TEXTO APRESENTADO:

Fluxo continuo suspenso

2020-09-28

Próximos dossiês com chamadas de trabalhos abertas:

 Número 45:

ARTES TÊXTEIS: TRAMAS DE HISTÓRIAS, VIDAS E MEMÓRIAS

Organizador/a:

Dr. Ronaldo de Oliveira Corrêa (Universidade Federal do Paraná)
Dra. Marilda Lopes Pinheiro Queluz (Universidade Tecnológica Federal do Paraná)

Prazo para envio dos trabalhos: 31 de março de 2025
Previsão de publicação: dezembro de 2025

O dossiê tem por objetivo reunir textos que problematizem as artes têxteis, suas práticas, autoras(es) e redes de agentes, circuitos de circulação e artefatos, sentidos e significados. Entendemos que essa trama complexa, que contesta hierarquias estéticas e sociais (Simioni, 2020), delineia o universo da produção expressiva que envolve fios, tecidos, máquinas, conhecimentos, pessoas, instituições, significados e histórias.

Ao modo de Barthes (2002) e sua mitologia, percebemos as artes têxteis como narrativas visuais e táteis, ou seja, expressivas, que nos contam sobre como organizamos os sentidos do mundo e da vida social. Dito de outra maneira, como uma das formas de dar legibilidade sensível para os eventos, sociabilidades e ações que constituem pessoas, grupos e, em alguma dimensão, imaginações, imaginários e culturas.

A narrativa mítica, por meio de sua interpretação plástica, literária, visual e cinematográfica, informa as versões possíveis que nos permitem fugir de uma história única da e sobre as experiências sensíveis e humanas. Nesse movimento, concordamos com Adichie (2009) sobre a necessidade de produzirmos, conhecermos e fazermos circular múltiplas versões dos acontecimentos que marcam as experiências humanas, como uma tática para resistir a processos de homogeneização e estereotipação, comuns às culturas de consumo. Abrimos espaço, desse modo, ao dissenso necessário para a manutenção das disputas que produzem as estéticas e as éticas, marcadas pela raça e o gênero, a classe e a geração, no tempo presente.

Atentar às artes têxteis, em alguma medida, significa centrar a atenção em sujeitos sociais historicamente deixados à margem, ou denominados anônimos, nas narrativas sobre a arte, design, arquitetura e moda, mais especificamente, e da história social das sociedades ocidentais, de forma geral. Com isso, pretendemos problematizar as ausências de reflexão sobre as memórias individuais e coletivas, os saberes, as técnicas e tecnologias, as estéticas e éticas, que esses sujeitos sociais e suas práticas produzem ou inscrevem no cotidiano a partir dos gestos de bordar, tramar, tecer, amarrar, suturar, rasgar, vestir e mesmo, despir.

INSTRUÇÃO:
Reescreva tudo desde "Fluxo continuo suspenso" até "(Universidade Federal do Paraná)" no texto sobre o dossiê de artes têxteis, trocando "Organizador/a" por "Organização". As linhas a seguir não são necessárias.

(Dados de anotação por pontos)

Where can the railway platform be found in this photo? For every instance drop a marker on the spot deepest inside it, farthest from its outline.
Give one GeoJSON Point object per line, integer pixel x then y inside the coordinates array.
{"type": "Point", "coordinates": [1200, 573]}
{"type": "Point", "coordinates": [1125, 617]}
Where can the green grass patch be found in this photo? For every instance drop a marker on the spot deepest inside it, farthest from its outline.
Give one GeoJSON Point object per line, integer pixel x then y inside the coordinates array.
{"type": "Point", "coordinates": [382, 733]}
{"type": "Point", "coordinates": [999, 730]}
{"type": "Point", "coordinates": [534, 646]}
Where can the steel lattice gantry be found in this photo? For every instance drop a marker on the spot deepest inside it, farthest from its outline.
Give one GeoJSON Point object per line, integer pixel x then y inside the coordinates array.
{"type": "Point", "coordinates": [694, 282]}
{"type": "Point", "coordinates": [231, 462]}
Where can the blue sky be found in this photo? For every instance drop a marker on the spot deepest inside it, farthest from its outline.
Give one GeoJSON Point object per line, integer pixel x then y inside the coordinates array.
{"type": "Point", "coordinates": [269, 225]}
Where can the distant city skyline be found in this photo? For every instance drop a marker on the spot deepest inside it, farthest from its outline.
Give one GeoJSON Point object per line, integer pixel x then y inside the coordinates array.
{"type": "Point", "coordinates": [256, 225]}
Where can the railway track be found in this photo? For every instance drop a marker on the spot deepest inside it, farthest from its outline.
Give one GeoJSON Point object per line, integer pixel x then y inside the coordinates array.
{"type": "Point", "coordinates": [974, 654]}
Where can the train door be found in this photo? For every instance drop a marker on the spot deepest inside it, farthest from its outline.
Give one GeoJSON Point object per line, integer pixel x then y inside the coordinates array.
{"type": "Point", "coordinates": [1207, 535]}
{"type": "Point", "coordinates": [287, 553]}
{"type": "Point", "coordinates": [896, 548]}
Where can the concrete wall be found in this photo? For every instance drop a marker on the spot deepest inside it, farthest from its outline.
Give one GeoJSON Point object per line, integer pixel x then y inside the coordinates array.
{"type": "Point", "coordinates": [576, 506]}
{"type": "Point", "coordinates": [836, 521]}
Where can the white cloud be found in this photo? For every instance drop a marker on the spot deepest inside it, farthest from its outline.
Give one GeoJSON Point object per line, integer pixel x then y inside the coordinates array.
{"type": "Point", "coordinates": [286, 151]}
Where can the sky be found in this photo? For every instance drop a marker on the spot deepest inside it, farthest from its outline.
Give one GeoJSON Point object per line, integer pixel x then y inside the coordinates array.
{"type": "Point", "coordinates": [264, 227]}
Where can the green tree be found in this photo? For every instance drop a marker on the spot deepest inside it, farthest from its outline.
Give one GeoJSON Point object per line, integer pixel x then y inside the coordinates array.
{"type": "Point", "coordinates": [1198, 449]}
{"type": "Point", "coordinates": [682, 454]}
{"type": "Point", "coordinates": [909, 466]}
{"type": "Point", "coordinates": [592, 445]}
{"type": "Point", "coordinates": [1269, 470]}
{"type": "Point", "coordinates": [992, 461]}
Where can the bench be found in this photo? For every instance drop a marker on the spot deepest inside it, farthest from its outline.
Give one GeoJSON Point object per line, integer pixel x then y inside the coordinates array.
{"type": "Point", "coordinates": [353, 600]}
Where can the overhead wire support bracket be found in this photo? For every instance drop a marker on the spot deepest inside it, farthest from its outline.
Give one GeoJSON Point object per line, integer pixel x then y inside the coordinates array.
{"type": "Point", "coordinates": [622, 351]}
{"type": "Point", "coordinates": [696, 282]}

RESPOSTA CORRETA:
Fluxo continuo suspenso

2020-09-28

Próximos dossiês com chamadas de trabalhos abertas:

 Número 45:

ARTES TÊXTEIS: TRAMAS DE HISTÓRIAS, VIDAS E MEMÓRIAS

Organização:

Dr. Ronaldo de Oliveira Corrêa (Universidade Federal do Paraná)